[Point labeling dataset excerpts]
::::::::

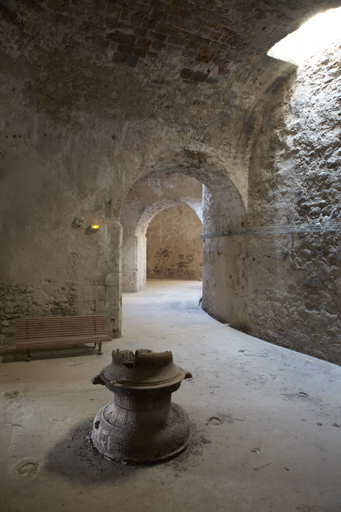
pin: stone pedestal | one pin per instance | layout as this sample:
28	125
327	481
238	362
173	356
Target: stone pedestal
141	424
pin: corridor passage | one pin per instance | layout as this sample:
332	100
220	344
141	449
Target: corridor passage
266	421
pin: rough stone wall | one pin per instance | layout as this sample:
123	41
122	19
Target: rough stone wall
292	262
95	95
174	247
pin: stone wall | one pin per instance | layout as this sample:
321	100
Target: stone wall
151	198
292	261
174	247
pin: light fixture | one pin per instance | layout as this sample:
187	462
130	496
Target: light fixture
79	221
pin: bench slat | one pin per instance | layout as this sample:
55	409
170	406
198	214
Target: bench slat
60	331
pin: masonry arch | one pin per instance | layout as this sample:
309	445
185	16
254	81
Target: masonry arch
221	208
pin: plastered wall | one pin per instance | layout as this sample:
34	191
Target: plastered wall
87	113
174	247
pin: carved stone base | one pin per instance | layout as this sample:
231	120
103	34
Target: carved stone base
141	424
120	436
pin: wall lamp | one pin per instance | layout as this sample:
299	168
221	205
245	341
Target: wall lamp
80	223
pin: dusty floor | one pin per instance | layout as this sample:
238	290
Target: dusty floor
266	422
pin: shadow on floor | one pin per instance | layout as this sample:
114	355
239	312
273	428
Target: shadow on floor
75	458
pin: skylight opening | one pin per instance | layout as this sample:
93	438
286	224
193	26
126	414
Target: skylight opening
315	35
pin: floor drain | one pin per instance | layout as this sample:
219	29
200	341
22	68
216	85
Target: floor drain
301	394
12	394
214	420
27	468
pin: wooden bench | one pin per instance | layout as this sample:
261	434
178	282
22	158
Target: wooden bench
53	332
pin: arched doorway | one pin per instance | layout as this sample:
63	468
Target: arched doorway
174	246
221	208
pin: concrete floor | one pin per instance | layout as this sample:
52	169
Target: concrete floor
266	422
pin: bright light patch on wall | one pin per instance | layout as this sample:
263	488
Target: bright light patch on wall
315	35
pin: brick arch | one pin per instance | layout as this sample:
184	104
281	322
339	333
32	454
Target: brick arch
154	209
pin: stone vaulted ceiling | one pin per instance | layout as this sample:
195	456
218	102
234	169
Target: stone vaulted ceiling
92	55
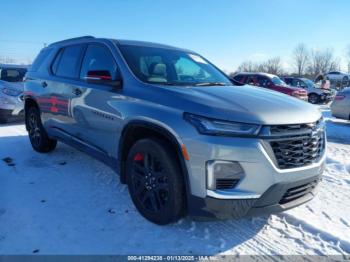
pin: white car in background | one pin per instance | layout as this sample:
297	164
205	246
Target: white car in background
11	91
338	76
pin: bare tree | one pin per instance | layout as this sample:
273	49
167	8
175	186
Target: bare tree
272	66
247	66
322	61
348	57
301	58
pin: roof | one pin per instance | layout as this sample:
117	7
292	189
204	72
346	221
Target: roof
13	66
119	42
148	44
257	73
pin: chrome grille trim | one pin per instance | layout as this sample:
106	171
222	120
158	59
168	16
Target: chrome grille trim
297	145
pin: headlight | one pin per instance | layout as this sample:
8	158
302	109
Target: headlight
11	92
210	126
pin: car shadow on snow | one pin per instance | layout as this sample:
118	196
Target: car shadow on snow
338	131
87	210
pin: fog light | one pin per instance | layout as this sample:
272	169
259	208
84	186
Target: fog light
223	174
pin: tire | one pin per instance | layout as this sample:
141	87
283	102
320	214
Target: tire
37	135
314	98
155	181
3	120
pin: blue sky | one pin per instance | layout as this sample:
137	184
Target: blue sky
227	32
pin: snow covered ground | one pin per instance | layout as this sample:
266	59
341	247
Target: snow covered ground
68	203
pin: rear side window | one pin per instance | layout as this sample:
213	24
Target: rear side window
238	78
66	63
98	61
12	74
262	81
39	60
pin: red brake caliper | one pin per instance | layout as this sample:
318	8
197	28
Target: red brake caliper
138	157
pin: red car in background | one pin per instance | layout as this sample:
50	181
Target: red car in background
272	82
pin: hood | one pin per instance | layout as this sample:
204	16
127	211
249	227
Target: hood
15	85
291	88
238	103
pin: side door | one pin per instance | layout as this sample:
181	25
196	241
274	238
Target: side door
98	121
60	89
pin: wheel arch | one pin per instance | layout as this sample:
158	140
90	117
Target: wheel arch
138	129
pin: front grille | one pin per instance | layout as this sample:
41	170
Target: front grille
297	192
297	145
222	183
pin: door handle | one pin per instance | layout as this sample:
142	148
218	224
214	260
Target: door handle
77	91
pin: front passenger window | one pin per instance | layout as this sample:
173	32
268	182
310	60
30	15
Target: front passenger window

::::::::

Required task: Format every line of the items above as a numbered list, omitting blank lines and leaving out the pictures.

Exercise solution:
1. pin: stone pedestal | one pin per instance | layout as this sample:
2. 28	125
3. 327	481
4. 238	362
5. 173	356
6. Target: stone pedestal
7. 141	424
8. pin: corridor passage | one pin per instance | layout as this sample:
9. 332	100
10. 220	344
11. 141	449
12. Target: corridor passage
13. 266	421
14. pin: rough stone wall | one pin per instance | layout as this sample:
15. 123	41
16. 122	19
17. Target: rough stone wall
18. 292	262
19. 95	95
20. 174	247
21. pin: stone wall | one pin per instance | layout as this sample:
22. 321	100
23. Target: stone wall
24. 151	198
25. 292	261
26. 174	247
27. pin: light fixture | one pin per instance | layout as this sample:
28. 187	462
29. 130	496
30. Target: light fixture
31. 79	221
32. pin: bench slat | one pin per instance | layout as this sample:
33. 55	409
34. 170	406
35. 198	214
36. Target: bench slat
37. 60	331
38. pin: masonry arch | one pin per instance | layout as this sample:
39. 309	445
40. 185	16
41. 254	81
42. Target: masonry arch
43. 221	208
44. pin: plastered wall | one pin per instance | layout as this sample:
45. 34	191
46. Target: plastered wall
47. 87	113
48. 174	247
49. pin: carved stone base | one pin per instance | layout as this sample:
50. 231	120
51. 103	34
52. Target: carved stone base
53. 141	424
54. 120	436
55. pin: wall lamp | one pin per instance | layout as this sample:
56. 299	168
57. 221	205
58. 245	341
59. Target: wall lamp
60. 80	223
61. pin: dusty floor | one pin per instance | layout as this sample:
62. 238	290
63. Target: dusty floor
64. 266	422
65. pin: shadow on floor | one pin per instance | layout as this sample:
66. 114	355
67. 239	312
68. 273	428
69. Target: shadow on floor
70. 75	458
71. pin: skylight opening | one pin per instance | layout as this sample:
72. 93	438
73. 286	224
74. 193	26
75. 126	414
76. Target: skylight opening
77. 315	35
78. pin: floor drain | one pin per instance | layout as this sample:
79. 219	29
80. 200	341
81. 22	68
82. 216	85
83. Target: floor drain
84. 301	394
85. 12	394
86. 214	420
87. 27	468
88. pin: wooden bench | one pin per instance | layout as this sample:
89. 261	434
90. 178	282
91. 22	158
92. Target: wooden bench
93. 53	332
94. pin: arched doorway | one pin per instance | layout as this sample:
95. 63	468
96. Target: arched doorway
97. 174	246
98. 221	208
99. pin: concrete floor | one pin per instance | layout as this sample:
100. 52	169
101. Target: concrete floor
102. 266	422
103. pin: bright light patch on wall | one pin per instance | layout as this sample:
104. 263	488
105. Target: bright light patch on wall
106. 315	35
107. pin: brick arch | one pin per instance | layout as this sample:
108. 184	104
109. 281	322
110. 339	333
111. 32	454
112. Target: brick arch
113. 154	209
114. pin: stone vaulted ceiling | one pin per instance | layout as this sample:
115. 195	456
116. 218	102
117. 234	169
118. Target: stone vaulted ceiling
119. 92	55
120. pin: white car in background | one pin per instance | layout as this sample:
121. 297	164
122. 205	246
123. Target: white car in background
124. 11	91
125. 338	76
126. pin: bare tree | one pin per instance | layout as this sample:
127. 273	49
128. 167	8
129. 175	186
130. Target: bare tree
131. 272	66
132. 247	66
133. 322	61
134. 348	57
135. 301	58
136. pin: roof | one pin per instance | layout as this sample:
137. 117	7
138. 292	189
139. 204	72
140. 346	221
141. Target: roof
142. 13	66
143. 119	42
144. 148	44
145. 257	73
146. pin: chrome grille trim | one pin per instance | layout as this sample:
147. 106	171
148. 222	120
149. 158	59
150. 168	16
151. Target: chrome grille trim
152. 297	145
153. pin: headlight | one pin per instance | layout as this sample:
154. 8	158
155. 302	109
156. Target: headlight
157. 11	92
158. 210	126
159. pin: car shadow on snow | one pin per instance | layout as this sample:
160. 118	196
161. Target: car shadow on snow
162. 338	131
163. 87	210
164. pin: fog light | one pin per instance | layout as this sample:
165. 272	169
166. 259	208
167. 84	186
168. Target: fog light
169. 223	174
170. pin: tire | one pin per instance | layout as this sample:
171. 141	87
172. 283	102
173. 320	214
174. Target: tire
175. 37	135
176. 314	98
177. 155	181
178. 3	120
179. pin: blue sky | one pin per instance | layout as this sample:
180. 137	184
181. Target: blue sky
182. 227	32
183. pin: snow covered ground | one pin per instance | layout as this sample:
184. 266	59
185. 341	247
186. Target: snow covered ground
187. 68	203
188. pin: rear side window | one pin per instance | layout as this sample:
189. 213	24
190. Target: rear side window
191. 238	78
192. 66	63
193. 98	61
194. 12	74
195. 262	81
196. 39	60
197. pin: red brake caliper | one pin per instance | layout as this sample:
198. 318	8
199. 197	28
200. Target: red brake caliper
201. 138	157
202. pin: red car in background | one pin per instance | layout as this sample:
203. 50	181
204. Target: red car in background
205. 272	82
206. pin: hood | one pin per instance | layout as this sample:
207. 204	16
208. 127	211
209. 249	227
210. Target: hood
211. 15	85
212. 291	88
213. 238	103
214. pin: side door | one pin per instance | layout as this sample:
215. 181	25
216. 196	241
217. 274	238
218. Target: side door
219. 98	121
220. 60	89
221. pin: wheel arch | one pin per instance | layout as this sample:
222. 158	140
223. 90	117
224. Target: wheel arch
225. 138	129
226. pin: front grille | one pin per instance | layout as this sample:
227. 41	170
228. Target: front grille
229. 297	192
230. 297	145
231. 222	183
232. pin: door handle | one pin per instance | layout as this sample:
233. 142	148
234. 218	224
235. 214	260
236. Target: door handle
237. 77	91
238. pin: front passenger window | one pin per instance | layout as this sample:
239. 173	32
240. 268	182
241. 310	60
242. 30	15
243. Target: front passenger window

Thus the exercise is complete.